Extrait du document |
Elle va trouver goût aux arts à la littérature aux poèmes
et avec le Prince elle va retrouver l'envie de vivre tout simplement
elle qui peut marcher se déplacer, elle va apprécier la musique, le bon vin.
Clara c'est la danse. Elle va s'oublier enfin pour s'extraire d'elle-même et
regarder et penser à l'autre qui a besoin et l'autre en l'occurrence ce sera le
Prince qui cherche sa Tatiana pour partir en paix.
Page 48 … « Tout est silencieux, humide. Je traîne...
«
Page 69 ... " Les salons du Florian. Banquettes de
velours rouge. Petites tables en marbre blanc. Avec la vue sur San Marco - Il
me faut la table sous le Chinois, je demande, Le serveur a l'habitude. Il
m'accompagne... - C'est un prince qui m'a dit de venir là. Le serveur me
regarde, pas même étonné. - Qu'est-ce que vous prenez ? - Un chocolat. Le temps
passe. Vide, silencieux. Feutré. Dehors, le ciel devient plus sombre, presque
noir. Par contraste, la pierre vire au rose. Sur la place, les premières gouttes.

Extraits d'un jeu de données de pointage:
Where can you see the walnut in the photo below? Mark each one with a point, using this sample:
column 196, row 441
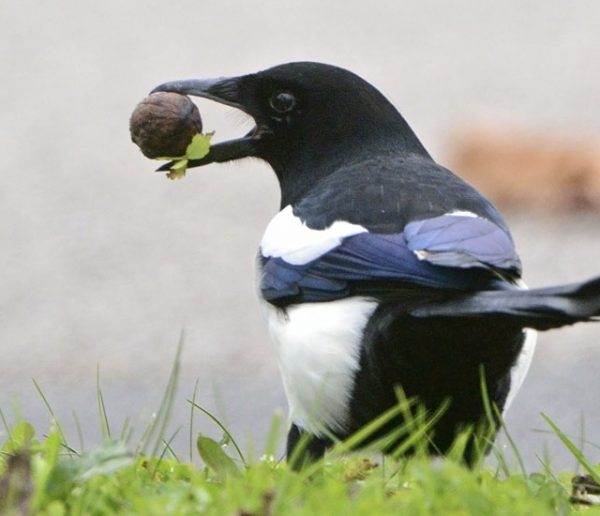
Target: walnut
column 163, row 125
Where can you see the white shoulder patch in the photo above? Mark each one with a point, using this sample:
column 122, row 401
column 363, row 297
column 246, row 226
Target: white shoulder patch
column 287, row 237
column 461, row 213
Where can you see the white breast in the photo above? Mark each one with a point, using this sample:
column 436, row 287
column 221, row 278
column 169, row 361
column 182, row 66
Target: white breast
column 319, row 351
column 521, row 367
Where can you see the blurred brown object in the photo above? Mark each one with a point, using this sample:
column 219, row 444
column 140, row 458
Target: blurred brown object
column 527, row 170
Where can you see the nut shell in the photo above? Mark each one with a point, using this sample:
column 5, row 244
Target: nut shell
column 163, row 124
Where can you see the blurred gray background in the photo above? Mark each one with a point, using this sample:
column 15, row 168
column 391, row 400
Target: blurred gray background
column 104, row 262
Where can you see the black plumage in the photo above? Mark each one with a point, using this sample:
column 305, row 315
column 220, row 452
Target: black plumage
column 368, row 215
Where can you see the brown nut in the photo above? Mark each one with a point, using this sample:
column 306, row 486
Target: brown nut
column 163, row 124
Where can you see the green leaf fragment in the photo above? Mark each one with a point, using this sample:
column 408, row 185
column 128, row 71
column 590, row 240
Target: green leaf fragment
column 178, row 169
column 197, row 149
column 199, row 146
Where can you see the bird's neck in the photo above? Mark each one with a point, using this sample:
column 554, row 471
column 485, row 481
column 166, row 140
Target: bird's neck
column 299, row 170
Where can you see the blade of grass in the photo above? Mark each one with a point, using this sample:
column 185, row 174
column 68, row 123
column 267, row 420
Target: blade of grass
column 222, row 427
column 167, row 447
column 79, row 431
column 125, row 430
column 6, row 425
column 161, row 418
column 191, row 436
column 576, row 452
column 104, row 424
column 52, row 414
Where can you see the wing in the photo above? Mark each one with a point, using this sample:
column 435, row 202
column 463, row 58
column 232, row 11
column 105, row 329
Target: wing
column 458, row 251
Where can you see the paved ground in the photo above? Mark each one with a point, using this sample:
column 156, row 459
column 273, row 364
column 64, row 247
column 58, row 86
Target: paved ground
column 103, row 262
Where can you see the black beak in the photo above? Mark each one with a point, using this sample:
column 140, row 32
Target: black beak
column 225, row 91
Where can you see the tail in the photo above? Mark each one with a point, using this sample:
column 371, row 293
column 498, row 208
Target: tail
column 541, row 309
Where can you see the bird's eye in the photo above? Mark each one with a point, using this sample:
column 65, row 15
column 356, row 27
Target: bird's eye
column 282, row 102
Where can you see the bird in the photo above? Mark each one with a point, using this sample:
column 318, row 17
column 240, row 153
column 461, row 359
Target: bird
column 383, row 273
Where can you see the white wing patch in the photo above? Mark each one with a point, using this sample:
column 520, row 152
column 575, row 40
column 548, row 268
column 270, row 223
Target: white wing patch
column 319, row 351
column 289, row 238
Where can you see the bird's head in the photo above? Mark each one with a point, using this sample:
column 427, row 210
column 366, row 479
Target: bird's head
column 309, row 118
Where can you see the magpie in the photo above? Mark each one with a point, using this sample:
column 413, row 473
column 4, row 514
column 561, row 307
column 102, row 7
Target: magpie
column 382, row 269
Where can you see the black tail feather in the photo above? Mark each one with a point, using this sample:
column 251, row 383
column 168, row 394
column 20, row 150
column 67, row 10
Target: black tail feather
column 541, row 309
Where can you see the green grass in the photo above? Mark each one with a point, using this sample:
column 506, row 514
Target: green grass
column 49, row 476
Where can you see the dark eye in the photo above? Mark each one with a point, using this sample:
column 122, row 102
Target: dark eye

Consigne | Recopiez tout le passage du texte sur Clara et le Prince, depuis « Clara c'est la » jusqu'à « les premières gouttes. ».

Tâche réalisée |
Clara c'est la danse. Elle va s'oublier enfin pour s'extraire d'elle-même et
regarder et penser à l'autre qui a besoin et l'autre en l'occurrence ce sera le
Prince qui cherche sa Tatiana pour partir en paix.
Page 48 … « Tout est silencieux, humide. Je traîne...
«
Page 69 ... " Les salons du Florian. Banquettes de
velours rouge. Petites tables en marbre blanc. Avec la vue sur San Marco - Il
me faut la table sous le Chinois, je demande, Le serveur a l'habitude. Il
m'accompagne... - C'est un prince qui m'a dit de venir là. Le serveur me
regarde, pas même étonné. - Qu'est-ce que vous prenez ? - Un chocolat. Le temps
passe. Vide, silencieux. Feutré. Dehors, le ciel devient plus sombre, presque
noir. Par contraste, la pierre vire au rose. Sur la place, les premières gouttes.